# Exercise goal:
Reproduce the data in its entirety, exactly as written.

# Entries supplied:
=======

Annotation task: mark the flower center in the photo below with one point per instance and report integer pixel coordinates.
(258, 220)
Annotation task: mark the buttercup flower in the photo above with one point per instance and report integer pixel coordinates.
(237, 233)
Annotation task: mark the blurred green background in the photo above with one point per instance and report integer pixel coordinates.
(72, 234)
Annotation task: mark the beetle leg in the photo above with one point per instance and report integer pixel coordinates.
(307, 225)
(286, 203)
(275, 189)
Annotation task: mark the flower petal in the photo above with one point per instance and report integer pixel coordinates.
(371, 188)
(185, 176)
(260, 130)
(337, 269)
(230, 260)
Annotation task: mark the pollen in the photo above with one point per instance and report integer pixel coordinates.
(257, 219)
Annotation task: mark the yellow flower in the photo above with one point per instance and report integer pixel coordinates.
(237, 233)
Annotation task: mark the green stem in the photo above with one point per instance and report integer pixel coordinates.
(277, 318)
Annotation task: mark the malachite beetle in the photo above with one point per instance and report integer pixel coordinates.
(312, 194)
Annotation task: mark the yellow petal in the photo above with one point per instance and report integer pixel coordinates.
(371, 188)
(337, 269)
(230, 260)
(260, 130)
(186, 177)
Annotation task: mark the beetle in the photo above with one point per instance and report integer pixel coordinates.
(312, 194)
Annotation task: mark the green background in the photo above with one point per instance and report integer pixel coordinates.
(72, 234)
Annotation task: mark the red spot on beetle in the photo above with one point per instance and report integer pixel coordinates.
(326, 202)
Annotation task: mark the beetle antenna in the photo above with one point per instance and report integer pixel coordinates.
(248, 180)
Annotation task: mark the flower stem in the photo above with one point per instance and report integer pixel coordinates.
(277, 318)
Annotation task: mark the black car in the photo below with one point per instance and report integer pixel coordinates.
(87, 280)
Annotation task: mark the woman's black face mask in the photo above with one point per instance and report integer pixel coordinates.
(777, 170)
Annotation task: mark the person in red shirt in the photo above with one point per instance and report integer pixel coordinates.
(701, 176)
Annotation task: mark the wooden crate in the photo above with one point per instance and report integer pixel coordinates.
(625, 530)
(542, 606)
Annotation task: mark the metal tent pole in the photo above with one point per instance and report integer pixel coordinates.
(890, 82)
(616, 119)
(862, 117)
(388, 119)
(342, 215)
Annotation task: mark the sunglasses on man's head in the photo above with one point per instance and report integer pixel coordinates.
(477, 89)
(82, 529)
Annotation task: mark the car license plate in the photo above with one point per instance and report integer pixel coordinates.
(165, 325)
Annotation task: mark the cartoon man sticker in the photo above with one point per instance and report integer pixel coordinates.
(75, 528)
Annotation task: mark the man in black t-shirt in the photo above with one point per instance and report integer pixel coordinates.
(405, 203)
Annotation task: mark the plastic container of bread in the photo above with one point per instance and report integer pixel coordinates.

=======

# The answer:
Annotation task: mark the flower center in the photo below with one point per instance and report integer pixel coordinates.
(258, 220)
Annotation task: mark the buttercup flower in the photo above with one point per instance and report integer pixel coordinates.
(237, 233)
Annotation task: mark the blurred green background in the photo above with one point per instance and report integer pixel coordinates.
(72, 234)
Annotation task: mark the beetle leg in the photo above with one point per instance and report integer pixel coordinates.
(307, 225)
(286, 203)
(275, 189)
Annotation task: mark the flower petal in the photo above with one point per instance and report integer pixel coordinates.
(371, 188)
(185, 176)
(260, 130)
(337, 269)
(230, 260)
Annotation task: mark the pollen in the photo above with one point per instance and report integer pixel coordinates.
(257, 219)
Annotation task: mark the yellow flower in the photo above with one point per instance and report integer pixel coordinates.
(237, 233)
Annotation task: mark the green stem in the photo above with one point per instance and report integer pixel coordinates.
(277, 318)
Annotation task: mark the malachite beetle in the photo above with one point per instance and report integer pixel coordinates.
(312, 194)
Annotation task: mark the yellow petal in the photo above with one point per instance and report integer pixel coordinates.
(371, 188)
(337, 269)
(230, 260)
(260, 130)
(186, 177)
Annotation task: mark the beetle in the photo above with one point per instance and report integer pixel coordinates.
(312, 194)
Annotation task: mark the green background in the photo above with one point per instance and report integer pixel coordinates.
(72, 234)
Annotation task: mark the red spot on beetle in the photo above with one point per instance and report integer pixel coordinates.
(326, 202)
Annotation task: mark the beetle antenna in the photo above with one point per instance and report integer pixel coordinates.
(248, 180)
Annotation task: mark the flower stem in the photo above with one point per instance and report integer pixel coordinates.
(277, 318)
Annotation task: mark the black car in the photo below with one point per instance and report integer pixel coordinates.
(87, 280)
Annotation task: mark the woman's black face mask in the photo above with one point per instance and report integer pixel coordinates.
(777, 170)
Annotation task: mark the person in red shirt in the photo above with one point per instance and report integer pixel coordinates.
(701, 176)
Annotation task: mark the wooden crate in the photo above with one point per instance and report integer pixel coordinates.
(625, 530)
(542, 606)
Annotation task: mark the metal tent pole in the photo above with one point per instance and report integer pixel coordinates.
(890, 82)
(616, 119)
(862, 117)
(388, 119)
(342, 215)
Annotation task: mark the sunglasses on man's head in the photo above with one point per instance and report integer pixel coordinates.
(477, 89)
(82, 529)
Annotation task: mark the car license plate in the photo above with one point per instance and report integer pixel coordinates.
(165, 325)
Annotation task: mark the cartoon man sticker in the photo above with one point per instance and report integer pixel coordinates.
(75, 528)
Annotation task: mark the man in black t-shirt in the photo above with one point per instance and report integer pixel coordinates.
(405, 203)
Annotation task: mark the plastic container of bread in the photo above with one point per instance and report integer pixel coordinates.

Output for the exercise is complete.